## Study questions
a - Turn the paragraph in the passage on prostate cancer that begins "The actuarial 5, 10, and 15-year" into a short list that keeps its main facts.
b - Answer these from the passage on prostate cancer:
(i) Under the new consensus definition, what PSA level marks biochemical failure after radiotherapy?
(ii) How many men who had undergone radical prostatectomy were reviewed?
(iii) What was the median time to biochemical progression under the 2 ng/mL or more definition?
c - Transcribe the passage on prostate cancer between "The new American" and "of this comparison.", inclusive.

───── Passage to read ─────

The new American Society for Therapeutic Radiology and Oncology/Radiation Therapy Oncology Group consensus definition of biochemical failure after radiotherapy for prostate cancer is defined as a prostate-specific antigen level at or greater than the absolute nadir PSA level plus 2 ng/mL. Because this definition inevitably will be used to compare cancer control rates after radiotherapy to those after surgery, this study examined the effect of this comparison.


We reviewed the data from 2570 men who had undergone radical prostatectomy from 1985 to 2004. Biochemical failure was defined as any measurable PSA level of 0.2 ng/mL or greater. We evaluated how the nadir+2 definition affected the failure rate when applied to this series.


The actuarial 5, 10, and 15-year biochemical recurrence-free survival probability with failure defined as a PSA level of 0.2 ng/mL or more and a PSA level of 2 ng/mL or more was 88.6%, 81.2%, and 78.1% and 94.6%, 89.4%, and 84.3%, respectively (P <0.0001). The median time to biochemical progression was 2.8 years for the greater than 0.2 ng/mL definition and 7.9 years for the 2 ng/mL or more definition. The nadir+2 definition systematically overestimated the biochemical recurrence-free survival, even after stratifying patients into standard prognostic risk groups, especially in men who developed local recurrence.

───── Excerpted data ─────

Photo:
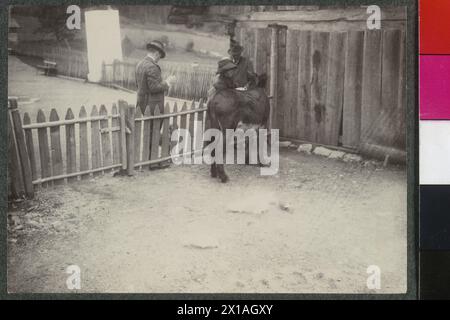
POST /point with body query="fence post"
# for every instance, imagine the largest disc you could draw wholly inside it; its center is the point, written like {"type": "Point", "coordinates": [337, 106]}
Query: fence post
{"type": "Point", "coordinates": [103, 73]}
{"type": "Point", "coordinates": [123, 134]}
{"type": "Point", "coordinates": [273, 72]}
{"type": "Point", "coordinates": [130, 139]}
{"type": "Point", "coordinates": [20, 148]}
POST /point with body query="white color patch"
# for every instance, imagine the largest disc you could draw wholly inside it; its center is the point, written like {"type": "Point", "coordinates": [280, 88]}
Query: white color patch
{"type": "Point", "coordinates": [434, 152]}
{"type": "Point", "coordinates": [103, 40]}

─────

## Your responses
a -
- Failure defined as PSA 0.2 ng/mL or more: recurrence-free survival at 5, 10 and 15 years was 88.6%, 81.2% and 78.1%.
- Failure defined as PSA 2 ng/mL or more: 94.6%, 89.4% and 84.3% (P <0.0001).
- Median time to biochemical progression was 2.8 years under the greater than 0.2 ng/mL definition and 7.9 years under the 2 ng/mL or more definition.
- The nadir+2 definition systematically overestimated recurrence-free survival, even within standard prognostic risk groups, especially in men who developed local recurrence.

b -
(i) A PSA level at or greater than the absolute nadir PSA level plus 2 ng/mL.
(ii) 2570 men.
(iii) 7.9 years.

c -
The new American Society for Therapeutic Radiology and Oncology/Radiation Therapy Oncology Group consensus definition of biochemical failure after radiotherapy for prostate cancer is defined as a prostate-specific antigen level at or greater than the absolute nadir PSA level plus 2 ng/mL. Because this definition inevitably will be used to compare cancer control rates after radiotherapy to those after surgery, this study examined the effect of this comparison.